Material to process -
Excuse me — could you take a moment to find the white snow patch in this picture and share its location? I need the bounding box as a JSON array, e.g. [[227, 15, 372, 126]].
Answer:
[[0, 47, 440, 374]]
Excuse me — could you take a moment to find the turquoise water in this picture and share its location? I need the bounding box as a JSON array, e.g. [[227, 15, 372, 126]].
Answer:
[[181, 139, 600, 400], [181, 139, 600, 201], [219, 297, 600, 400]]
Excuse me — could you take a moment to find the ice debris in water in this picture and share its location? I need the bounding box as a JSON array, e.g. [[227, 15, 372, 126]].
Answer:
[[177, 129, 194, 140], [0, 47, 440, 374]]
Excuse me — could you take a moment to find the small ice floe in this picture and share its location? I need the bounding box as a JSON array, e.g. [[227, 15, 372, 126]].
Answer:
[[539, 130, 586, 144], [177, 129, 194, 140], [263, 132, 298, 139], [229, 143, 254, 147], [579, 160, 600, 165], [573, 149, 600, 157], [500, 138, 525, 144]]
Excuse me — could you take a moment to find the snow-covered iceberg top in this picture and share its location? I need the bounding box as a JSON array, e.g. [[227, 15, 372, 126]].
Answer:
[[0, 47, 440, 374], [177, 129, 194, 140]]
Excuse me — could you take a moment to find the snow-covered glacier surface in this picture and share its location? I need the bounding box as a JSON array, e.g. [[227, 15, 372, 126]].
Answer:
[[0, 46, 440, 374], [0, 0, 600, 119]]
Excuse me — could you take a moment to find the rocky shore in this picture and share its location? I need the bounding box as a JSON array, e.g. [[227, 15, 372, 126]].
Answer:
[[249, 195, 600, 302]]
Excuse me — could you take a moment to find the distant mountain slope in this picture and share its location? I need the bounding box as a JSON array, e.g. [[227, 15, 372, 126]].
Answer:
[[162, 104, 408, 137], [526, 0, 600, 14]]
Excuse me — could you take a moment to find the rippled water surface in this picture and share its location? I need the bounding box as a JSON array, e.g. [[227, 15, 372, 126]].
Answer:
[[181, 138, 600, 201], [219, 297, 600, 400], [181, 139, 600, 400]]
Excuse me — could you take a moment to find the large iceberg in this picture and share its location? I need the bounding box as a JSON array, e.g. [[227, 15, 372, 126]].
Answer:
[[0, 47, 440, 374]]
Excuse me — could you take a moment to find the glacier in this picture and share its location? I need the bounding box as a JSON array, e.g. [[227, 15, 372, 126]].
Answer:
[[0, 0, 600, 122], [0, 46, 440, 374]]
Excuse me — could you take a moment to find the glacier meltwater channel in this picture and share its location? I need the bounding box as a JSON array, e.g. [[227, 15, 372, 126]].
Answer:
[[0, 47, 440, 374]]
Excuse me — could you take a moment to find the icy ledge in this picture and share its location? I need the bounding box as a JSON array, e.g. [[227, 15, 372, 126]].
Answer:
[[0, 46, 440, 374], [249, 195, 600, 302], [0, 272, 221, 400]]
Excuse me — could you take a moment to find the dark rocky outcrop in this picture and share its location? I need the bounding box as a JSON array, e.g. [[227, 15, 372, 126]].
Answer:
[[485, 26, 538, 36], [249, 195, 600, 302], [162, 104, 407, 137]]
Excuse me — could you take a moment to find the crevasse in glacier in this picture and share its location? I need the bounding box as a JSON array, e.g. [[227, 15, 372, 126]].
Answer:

Requirements - Reproduce the listing lines from the one holding "find the turquoise" through the one holding "297, 600, 400]]", inclusive, including the request text. Scale each bounding-box coordinate in the answer by 0.85 and round to whole numbers with halves rounded up, leaving the request and its format sample unchanged.

Output below -
Excuse me — could you take a moment to find the turquoise water in this picture and share its location? I need the bounding box as a JSON array, e.g. [[227, 15, 372, 126]].
Answer:
[[154, 118, 510, 340], [154, 118, 510, 171], [186, 252, 510, 340]]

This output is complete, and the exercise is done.